● **SÉRIE D'EXERCICES**:
(a) D'après le discours sur la vertu, combien de discours sur ce sujet avaient déjà été prononcés dans l'Académie ?
(b) Relevez, s'il vous plaît, toutes les réponses que l'Antiquité a données à la question « Qui sommes-nous ? » selon le discours sur la vertu.

● **TEXTE**:
◆ ◆ ◆ ◆

Discours sur la vertu. Séance publique annuelle

Le 1 décembre 1988

André FROSSARD

 

À ce jour, messieurs, et si j’ai bien compté, il a été prononcé cent soixante-six discours sur la vertu dans cette Académie, et j’oserai dire, en entamant le cent soixante-septième, que le sujet n’est pas épuisé. Il est raisonnable de penser qu’il ne le sera pas non plus lorsque j’aurai terminé.

 

Ces cent soixante-six discours font cent soixante-six manières différentes de regarder le monde, l’être humain, sa vie, sa morale et sa destinée, ce qui nous conduit tout droit à la question de Gauguin : « Qui sommes-nous ? D’où venons-nous ? Où allons-nous ? »

 

Qui sommes-nous ? L’Antiquité nous a donné trois réponses humoristiques : un animal raisonnable, un animal politique, ou un animal à deux pattes et sans plumes, proposition hasardeuse que je laisse à nos bicornes le soin de réfuter.

 

Dans les trois cas, l’homme serait avant tout un animal, idée séduisante, qui malheureusement ne résiste pas à l’examen. En effet, tout animal est parfait, et nous ne le sommes pas. Un chat est pleinement et sereinement chat, il m’est arrivé de l’écrire, alors qu’un homme n’est jamais pleinement et sereinement homme : c’est un chat qui aurait des envies d’aboyer. Qui se sentirait satisfait et pour ainsi dire rassasié de soi-même serait moins proche du chat que du concombre. L’espèce est rare. La plus commune a le sentiment d’être imparfaite, inachevée. Et voilà sans doute la brèche par où s’introduisent en nous la morale, et la vertu, son auxiliaire.

◆ ◆ ◆ ◆

Entrées de pointage et d'étiquetage:
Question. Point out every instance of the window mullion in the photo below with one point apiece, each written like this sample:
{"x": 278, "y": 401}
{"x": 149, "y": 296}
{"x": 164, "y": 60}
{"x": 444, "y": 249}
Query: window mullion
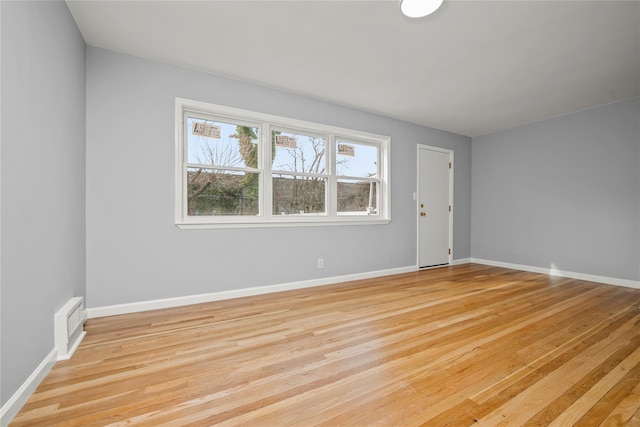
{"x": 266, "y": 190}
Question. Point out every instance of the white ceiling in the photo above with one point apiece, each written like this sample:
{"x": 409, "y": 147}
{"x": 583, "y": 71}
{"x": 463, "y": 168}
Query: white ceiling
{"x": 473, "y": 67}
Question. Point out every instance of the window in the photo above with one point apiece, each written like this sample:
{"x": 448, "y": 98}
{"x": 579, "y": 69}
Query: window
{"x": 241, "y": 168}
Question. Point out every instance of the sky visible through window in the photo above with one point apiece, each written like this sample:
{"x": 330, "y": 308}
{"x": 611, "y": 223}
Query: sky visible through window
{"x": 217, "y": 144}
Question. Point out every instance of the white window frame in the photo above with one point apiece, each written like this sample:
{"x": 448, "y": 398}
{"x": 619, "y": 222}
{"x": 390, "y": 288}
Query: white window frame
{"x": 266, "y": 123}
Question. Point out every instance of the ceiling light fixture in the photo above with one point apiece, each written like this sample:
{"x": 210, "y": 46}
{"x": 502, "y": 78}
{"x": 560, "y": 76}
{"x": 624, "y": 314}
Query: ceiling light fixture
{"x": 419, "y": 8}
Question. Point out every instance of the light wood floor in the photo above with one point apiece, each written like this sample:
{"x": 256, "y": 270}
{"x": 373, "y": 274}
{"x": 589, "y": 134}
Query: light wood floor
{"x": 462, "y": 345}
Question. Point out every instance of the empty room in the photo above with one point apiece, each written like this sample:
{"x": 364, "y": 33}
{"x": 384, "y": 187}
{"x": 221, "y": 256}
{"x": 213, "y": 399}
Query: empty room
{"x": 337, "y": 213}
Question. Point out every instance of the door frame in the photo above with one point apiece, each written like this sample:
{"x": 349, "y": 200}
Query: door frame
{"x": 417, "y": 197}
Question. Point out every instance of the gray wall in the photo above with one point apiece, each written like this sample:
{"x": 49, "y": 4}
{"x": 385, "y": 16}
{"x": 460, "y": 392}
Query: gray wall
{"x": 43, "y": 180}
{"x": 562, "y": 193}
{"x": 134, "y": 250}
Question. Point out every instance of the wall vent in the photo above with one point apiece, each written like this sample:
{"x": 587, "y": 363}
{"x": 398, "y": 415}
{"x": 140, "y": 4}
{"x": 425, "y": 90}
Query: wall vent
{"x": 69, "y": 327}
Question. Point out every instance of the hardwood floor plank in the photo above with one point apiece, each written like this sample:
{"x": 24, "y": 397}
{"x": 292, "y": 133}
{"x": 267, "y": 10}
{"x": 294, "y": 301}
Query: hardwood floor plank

◆ ◆ ◆ ◆

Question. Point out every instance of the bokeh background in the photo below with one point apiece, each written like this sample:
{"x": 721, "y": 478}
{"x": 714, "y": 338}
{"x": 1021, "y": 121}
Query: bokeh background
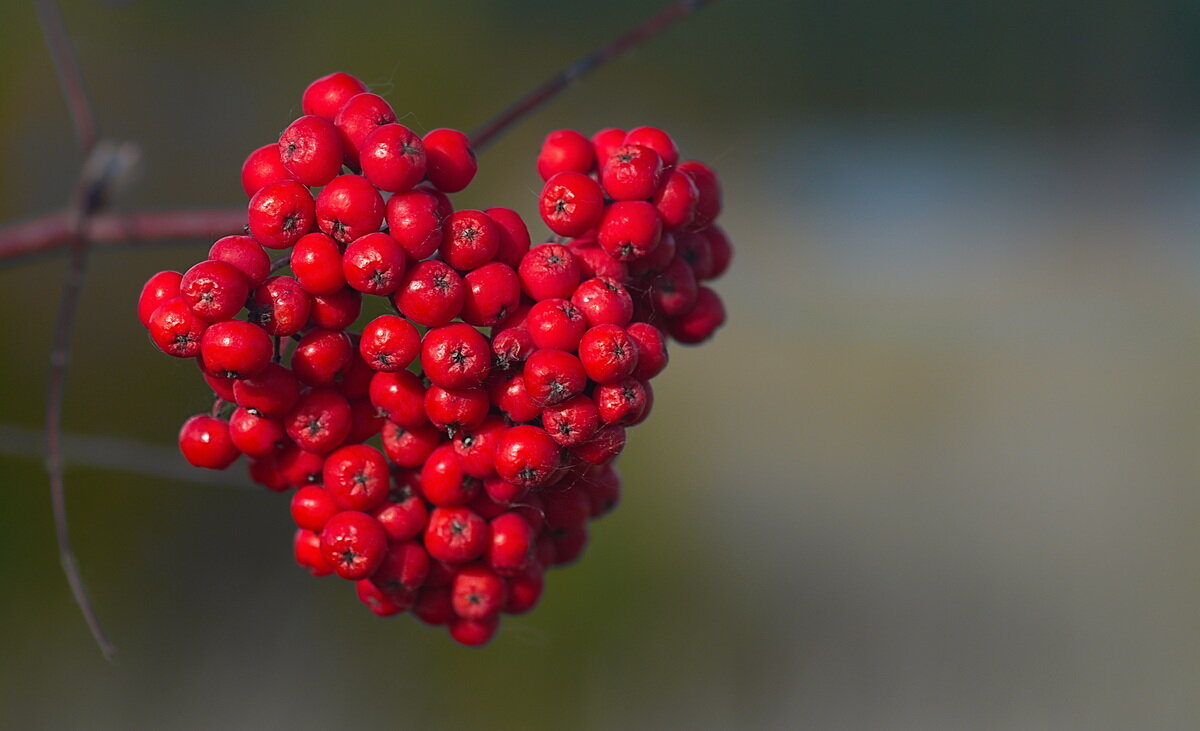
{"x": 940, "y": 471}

◆ ◆ ◆ ◆

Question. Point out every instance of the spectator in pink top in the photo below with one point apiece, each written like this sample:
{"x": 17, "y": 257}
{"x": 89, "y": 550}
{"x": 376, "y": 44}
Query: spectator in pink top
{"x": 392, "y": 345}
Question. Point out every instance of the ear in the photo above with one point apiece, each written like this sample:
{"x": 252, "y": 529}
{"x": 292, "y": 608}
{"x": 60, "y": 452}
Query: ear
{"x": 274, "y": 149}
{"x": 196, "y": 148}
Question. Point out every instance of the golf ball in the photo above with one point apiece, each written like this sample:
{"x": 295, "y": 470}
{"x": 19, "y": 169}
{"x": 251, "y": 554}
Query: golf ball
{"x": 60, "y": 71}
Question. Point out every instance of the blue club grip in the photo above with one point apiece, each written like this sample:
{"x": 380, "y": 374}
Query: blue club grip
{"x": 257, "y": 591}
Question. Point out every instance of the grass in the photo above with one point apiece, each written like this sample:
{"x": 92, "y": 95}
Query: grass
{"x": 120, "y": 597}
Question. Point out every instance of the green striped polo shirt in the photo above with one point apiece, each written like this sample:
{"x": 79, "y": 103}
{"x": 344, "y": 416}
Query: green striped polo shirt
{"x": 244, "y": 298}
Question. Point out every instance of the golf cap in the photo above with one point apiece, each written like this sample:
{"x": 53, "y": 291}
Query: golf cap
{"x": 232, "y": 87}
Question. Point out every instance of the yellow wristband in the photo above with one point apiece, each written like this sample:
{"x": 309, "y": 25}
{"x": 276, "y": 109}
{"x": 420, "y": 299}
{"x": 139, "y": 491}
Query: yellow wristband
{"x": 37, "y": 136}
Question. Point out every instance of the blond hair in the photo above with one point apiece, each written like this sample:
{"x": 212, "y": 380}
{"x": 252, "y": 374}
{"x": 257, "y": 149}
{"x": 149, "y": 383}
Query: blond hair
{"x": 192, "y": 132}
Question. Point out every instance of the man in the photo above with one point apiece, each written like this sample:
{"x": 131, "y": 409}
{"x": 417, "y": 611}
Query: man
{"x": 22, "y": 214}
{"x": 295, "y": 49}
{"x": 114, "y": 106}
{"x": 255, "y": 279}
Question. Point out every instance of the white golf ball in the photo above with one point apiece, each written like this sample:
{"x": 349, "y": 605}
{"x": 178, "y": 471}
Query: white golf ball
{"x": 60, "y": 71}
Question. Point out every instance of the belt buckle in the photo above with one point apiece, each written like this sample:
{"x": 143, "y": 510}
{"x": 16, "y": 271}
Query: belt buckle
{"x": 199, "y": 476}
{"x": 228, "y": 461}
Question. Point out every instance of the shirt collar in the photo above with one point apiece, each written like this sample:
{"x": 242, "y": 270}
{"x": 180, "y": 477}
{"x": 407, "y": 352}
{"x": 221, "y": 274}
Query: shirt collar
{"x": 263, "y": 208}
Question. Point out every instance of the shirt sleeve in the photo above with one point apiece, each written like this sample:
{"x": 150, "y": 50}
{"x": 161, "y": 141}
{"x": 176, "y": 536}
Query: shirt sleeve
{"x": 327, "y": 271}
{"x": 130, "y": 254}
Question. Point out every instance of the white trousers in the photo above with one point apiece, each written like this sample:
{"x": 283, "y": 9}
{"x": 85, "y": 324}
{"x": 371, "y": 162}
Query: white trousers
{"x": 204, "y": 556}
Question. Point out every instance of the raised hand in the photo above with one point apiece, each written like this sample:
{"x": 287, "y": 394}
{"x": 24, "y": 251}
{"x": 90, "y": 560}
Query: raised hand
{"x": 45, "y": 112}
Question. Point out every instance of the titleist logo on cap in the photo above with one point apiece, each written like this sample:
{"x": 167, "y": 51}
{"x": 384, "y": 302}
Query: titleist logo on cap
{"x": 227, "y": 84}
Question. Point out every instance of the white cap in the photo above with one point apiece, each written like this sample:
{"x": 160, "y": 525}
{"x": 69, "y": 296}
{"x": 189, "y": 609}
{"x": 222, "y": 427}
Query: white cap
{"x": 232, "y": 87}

◆ ◆ ◆ ◆

● **RÉPONSES PAR EXERCICE**:
(a) Cent soixante-six.

(b)
- un animal raisonnable
- un animal politique
- un animal à deux pattes et sans plumes